詐欺に遭わないようにするために、10万円の給付金申請を親と一緒に行ってほしい。手元に実際の書面を用意した上で、電話やSNSなどで連絡を取りながら、書面を見て“同時に行う”といい。仮に親だけに不審な通知が来ていても、親子で同時に行うことで、惑わされるリスクを減らせる。
また詐欺予防という点では、在宅時でも留守番電話を設定しておくのもおすすめだ。犯人は留守番電話にメッセージを残すことを嫌がる。留守電にしておけば一度音声を聞いてから折り返すことができるため、不審な電話に出る頻度を大きく下げることができる。
最後は、「(5)親の異変を感じたら『近くの他人』に相談」だ。
「同じ話を繰り返す」「話のつじつまが合わない」など、親の様子が何かおかしい、認知症かも?などと感じたら、抱え込まず相談することが重要だ。デイサービスなどの施設を利用している場合は、要介護認定を受けているはずなので、担当のケアマネジャーがいる。親が生活のどういった点に困っているか、本人に確認したうえでケアマネジャーに相談してみてほしい。
訪問介護の回数を増やしたり、歩く際の杖や入浴の際の椅子などの福祉用具を借りることができたり、自宅に手すりなどを新たに取り付けることもできる。ケアマネジャーとの連絡は、今後も役に立つと思うので、この機会にぜひ連絡してみるといいだろう。

(データセットの記録)
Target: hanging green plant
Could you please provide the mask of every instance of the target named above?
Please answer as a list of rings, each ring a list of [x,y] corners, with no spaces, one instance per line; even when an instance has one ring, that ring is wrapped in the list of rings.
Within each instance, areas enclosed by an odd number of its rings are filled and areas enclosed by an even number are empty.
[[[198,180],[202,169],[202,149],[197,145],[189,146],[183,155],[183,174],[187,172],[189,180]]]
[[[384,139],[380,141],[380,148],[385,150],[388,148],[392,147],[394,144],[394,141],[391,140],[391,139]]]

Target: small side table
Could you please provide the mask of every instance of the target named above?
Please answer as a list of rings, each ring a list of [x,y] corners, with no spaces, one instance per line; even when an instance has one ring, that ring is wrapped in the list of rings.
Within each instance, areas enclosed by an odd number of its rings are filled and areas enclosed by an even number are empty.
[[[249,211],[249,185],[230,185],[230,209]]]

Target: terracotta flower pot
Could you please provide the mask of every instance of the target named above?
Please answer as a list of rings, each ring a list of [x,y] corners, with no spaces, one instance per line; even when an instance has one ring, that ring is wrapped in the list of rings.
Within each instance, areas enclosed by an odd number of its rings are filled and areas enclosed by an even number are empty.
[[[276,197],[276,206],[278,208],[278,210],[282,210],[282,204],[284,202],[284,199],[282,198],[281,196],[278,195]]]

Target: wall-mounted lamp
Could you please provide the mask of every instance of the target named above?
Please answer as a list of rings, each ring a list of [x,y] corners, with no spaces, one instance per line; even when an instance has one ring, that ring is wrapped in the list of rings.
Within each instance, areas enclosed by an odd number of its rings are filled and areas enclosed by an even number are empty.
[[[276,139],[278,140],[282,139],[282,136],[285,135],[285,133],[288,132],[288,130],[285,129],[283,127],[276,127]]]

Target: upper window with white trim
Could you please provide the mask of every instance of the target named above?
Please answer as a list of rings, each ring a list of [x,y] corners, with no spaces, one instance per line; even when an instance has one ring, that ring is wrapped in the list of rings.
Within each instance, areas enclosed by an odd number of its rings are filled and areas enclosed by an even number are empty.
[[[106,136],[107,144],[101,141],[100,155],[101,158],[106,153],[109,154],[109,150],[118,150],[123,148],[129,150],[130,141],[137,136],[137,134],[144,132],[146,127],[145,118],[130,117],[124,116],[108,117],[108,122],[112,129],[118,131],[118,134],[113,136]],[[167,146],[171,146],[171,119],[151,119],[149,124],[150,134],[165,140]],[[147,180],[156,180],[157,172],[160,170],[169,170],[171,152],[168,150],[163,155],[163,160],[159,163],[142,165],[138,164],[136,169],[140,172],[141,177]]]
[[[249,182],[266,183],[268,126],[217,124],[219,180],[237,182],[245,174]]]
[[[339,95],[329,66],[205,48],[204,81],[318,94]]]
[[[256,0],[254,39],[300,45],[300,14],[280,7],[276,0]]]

» 演習の構成
A - 詐欺予防と介護相談の文章をもとに、次の問いに答えよ。
(i) 給付金申請を親と一緒に行う際、手元に何を用意するとされているか。
(ii) 犯人が嫌がることとして何が挙げられているか。
(iii) デイサービスなどの施設を利用している場合、相談相手として誰が挙げられているか。
B - 詐欺予防と介護相談の文章を、最後の一文に続けて書き継げ。
記録の内容は、詐欺予防と介護相談の文章とは関係がない。

» 解答一覧
A -
(i) 実際の書面
(ii) 留守番電話にメッセージを残すこと
(iii) 担当のケアマネジャー

B -
まだ要介護認定を受けていない場合の窓口は、地域包括支援センターとなる。同センターは、介護・医療・保健・福祉などの側面から高齢者を支える「総合相談窓口」で、対象地域に住んでいる65歳以上の高齢者、またはその支援のための活動に関わっている人が利用できる。親が住む地域のセンターは、「自治体名×地域包括支援センター」でネット検索すれば、すぐ表示されるはずだ。
「電話で親の体調不良に気付いたが、直ちに病院に行くほどでもない」という健康不安などの相談や、認知症?と思った場合、要介護認定を受けるべきかの判断に迷った場合などの相談にものってくれる。感染対策に注意した上で、親の自宅への訪問も相談できる。